TASK DATA:
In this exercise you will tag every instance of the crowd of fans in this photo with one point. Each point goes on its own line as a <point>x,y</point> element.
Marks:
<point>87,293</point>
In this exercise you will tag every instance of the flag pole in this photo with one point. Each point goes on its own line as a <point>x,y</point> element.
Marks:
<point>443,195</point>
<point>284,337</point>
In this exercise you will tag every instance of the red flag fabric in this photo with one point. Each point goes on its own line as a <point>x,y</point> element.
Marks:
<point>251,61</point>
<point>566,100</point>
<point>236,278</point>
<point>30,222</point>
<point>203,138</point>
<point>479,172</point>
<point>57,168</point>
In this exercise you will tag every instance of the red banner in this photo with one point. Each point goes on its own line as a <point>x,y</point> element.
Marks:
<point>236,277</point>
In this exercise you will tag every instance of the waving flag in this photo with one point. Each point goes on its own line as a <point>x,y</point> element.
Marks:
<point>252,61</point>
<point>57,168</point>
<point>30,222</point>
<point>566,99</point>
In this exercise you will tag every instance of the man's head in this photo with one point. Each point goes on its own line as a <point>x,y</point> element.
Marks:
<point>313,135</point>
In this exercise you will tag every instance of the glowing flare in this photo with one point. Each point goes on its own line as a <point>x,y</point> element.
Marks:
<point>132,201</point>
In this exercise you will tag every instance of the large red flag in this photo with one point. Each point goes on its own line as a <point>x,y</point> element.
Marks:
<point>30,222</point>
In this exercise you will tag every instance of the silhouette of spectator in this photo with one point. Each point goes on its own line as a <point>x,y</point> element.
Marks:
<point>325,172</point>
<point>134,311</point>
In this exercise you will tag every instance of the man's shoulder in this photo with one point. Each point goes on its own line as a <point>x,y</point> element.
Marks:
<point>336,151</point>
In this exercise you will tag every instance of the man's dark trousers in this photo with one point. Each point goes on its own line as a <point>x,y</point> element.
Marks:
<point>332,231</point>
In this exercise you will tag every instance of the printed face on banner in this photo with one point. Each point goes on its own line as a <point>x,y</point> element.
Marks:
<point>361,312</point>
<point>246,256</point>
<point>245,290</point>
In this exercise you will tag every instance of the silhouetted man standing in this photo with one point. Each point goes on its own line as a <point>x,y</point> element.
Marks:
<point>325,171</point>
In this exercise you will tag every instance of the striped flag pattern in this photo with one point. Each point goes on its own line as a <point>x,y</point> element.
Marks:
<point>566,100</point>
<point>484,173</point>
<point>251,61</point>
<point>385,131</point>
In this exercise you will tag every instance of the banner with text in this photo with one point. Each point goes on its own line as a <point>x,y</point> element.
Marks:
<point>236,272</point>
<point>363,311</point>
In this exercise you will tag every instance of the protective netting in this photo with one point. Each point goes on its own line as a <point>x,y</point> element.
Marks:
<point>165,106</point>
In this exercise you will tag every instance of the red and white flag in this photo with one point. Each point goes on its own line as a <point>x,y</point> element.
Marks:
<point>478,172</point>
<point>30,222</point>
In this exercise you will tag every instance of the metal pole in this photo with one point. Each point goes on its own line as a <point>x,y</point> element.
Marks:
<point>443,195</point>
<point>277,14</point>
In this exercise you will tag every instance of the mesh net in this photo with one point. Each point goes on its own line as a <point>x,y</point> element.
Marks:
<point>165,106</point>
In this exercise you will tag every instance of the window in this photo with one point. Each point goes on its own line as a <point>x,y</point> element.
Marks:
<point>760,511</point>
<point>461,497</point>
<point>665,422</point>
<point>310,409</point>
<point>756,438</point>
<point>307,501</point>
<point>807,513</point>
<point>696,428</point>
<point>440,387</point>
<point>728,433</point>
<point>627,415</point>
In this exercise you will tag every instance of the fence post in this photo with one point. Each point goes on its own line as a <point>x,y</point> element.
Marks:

WHAT THE EXERCISE ASKS:
Render the material from its first line up to and including the line containing "<point>284,337</point>" as a JSON list of strings, one string per line, with blank lines omitted.

CORRECT RESPONSE:
[
  "In this exercise you will tag every instance of the crowd of fans in this photo with one point. Each point goes on its own line as a <point>x,y</point> element.",
  "Marks:",
  "<point>87,293</point>",
  "In this exercise you will tag every instance of the flag pole in this photo with one point. Each point goes on its own line as a <point>x,y</point> element.",
  "Marks:",
  "<point>443,195</point>",
  "<point>284,337</point>"
]